§ **EXERCISE DESCRIPTION**
Print unchanged the lines of the records below, starting at the line containing "interest is parked" and ending at the line containing "196 532 227 555", both included.

§ **LISTED RECORDS**
--- --- ---

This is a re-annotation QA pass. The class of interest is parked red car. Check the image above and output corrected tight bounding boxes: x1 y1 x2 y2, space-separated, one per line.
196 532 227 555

--- --- ---

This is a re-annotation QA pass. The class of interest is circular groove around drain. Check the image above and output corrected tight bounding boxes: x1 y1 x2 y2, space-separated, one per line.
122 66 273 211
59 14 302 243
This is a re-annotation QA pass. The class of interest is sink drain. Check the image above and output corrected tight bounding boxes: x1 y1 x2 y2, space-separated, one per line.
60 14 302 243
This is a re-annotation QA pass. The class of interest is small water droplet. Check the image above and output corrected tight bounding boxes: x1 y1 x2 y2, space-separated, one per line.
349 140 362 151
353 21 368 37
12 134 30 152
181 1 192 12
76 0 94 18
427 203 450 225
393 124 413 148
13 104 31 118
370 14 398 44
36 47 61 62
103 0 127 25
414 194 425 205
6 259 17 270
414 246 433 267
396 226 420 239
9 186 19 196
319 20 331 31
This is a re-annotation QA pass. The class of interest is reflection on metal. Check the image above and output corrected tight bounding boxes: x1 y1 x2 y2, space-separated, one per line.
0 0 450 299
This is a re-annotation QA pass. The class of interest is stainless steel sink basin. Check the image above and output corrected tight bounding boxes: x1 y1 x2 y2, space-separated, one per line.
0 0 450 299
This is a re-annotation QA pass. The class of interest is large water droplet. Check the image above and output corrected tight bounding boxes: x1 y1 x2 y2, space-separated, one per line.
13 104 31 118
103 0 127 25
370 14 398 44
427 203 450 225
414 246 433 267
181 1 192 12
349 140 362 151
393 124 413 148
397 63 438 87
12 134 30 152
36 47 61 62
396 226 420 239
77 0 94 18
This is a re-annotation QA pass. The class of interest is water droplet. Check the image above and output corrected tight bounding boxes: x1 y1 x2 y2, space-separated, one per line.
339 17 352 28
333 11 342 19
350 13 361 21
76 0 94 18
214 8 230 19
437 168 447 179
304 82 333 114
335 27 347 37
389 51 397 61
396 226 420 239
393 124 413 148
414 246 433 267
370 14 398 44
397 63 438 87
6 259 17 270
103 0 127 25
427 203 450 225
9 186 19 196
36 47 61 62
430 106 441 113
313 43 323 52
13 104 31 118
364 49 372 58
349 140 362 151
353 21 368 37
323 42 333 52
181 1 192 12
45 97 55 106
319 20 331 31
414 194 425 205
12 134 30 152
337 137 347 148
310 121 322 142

--- --- ---

§ **SOLUTION FOR THIS TASK**
This is a re-annotation QA pass. The class of interest is parked red car. Check the image above and output corrected tight bounding boxes: x1 y1 x2 y2, space-separated, one per line.
196 532 227 555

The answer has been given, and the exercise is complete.